Records for this task
* Begin *

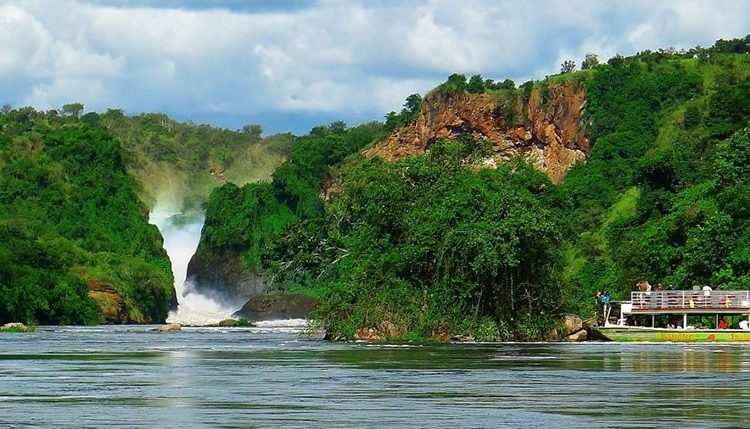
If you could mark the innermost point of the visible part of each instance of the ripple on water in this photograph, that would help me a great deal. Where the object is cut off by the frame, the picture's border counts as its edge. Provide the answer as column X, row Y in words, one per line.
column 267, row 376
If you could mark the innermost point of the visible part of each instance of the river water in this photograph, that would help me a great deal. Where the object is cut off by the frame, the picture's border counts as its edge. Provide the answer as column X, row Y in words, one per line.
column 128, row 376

* End *
* Begin *

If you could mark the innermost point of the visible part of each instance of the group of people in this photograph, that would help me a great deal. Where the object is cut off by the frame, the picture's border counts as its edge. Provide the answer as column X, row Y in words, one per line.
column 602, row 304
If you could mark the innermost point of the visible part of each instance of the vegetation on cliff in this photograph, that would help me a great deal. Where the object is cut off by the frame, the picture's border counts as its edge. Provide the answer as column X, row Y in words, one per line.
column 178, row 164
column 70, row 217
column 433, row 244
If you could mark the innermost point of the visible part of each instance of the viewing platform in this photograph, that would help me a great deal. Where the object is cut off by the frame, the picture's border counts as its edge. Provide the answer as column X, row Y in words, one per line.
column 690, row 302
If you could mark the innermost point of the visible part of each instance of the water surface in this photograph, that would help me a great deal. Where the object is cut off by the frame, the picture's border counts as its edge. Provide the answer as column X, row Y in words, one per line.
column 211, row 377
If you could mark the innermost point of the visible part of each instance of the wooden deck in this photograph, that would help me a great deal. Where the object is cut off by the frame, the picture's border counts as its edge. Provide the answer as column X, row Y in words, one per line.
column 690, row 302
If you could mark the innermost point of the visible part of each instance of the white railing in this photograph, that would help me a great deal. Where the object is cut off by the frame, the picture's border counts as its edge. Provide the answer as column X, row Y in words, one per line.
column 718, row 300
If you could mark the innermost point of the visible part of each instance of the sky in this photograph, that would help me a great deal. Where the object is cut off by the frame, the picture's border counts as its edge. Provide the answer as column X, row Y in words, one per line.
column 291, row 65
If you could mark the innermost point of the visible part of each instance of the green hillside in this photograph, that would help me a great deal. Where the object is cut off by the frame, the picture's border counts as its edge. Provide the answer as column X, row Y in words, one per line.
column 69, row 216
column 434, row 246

* End *
* Begin *

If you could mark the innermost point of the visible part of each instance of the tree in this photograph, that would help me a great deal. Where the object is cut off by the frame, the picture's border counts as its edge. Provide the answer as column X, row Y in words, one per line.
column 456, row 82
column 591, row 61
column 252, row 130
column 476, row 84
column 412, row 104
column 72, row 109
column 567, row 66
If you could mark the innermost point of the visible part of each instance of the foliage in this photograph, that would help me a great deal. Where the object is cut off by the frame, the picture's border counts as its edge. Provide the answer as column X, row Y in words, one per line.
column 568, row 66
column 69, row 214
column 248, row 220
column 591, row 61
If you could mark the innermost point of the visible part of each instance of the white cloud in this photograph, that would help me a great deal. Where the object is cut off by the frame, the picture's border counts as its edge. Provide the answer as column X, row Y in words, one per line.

* End *

Challenge
Put the lines starting at the one containing "of the ripple" and ending at the one containing "column 267, row 376" into a Markdown table. Use the columns No. (each row's number) and Text (the line), and leave out blank lines.

Exercise result
| No. | Text |
|---|---|
| 1 | If you could mark the innermost point of the visible part of each instance of the ripple on water in this photograph, that would help me a great deal. Where the object is cut off by the frame, the picture's border counts as its edge. Provide the answer as column X, row Y in words, one per line. |
| 2 | column 267, row 376 |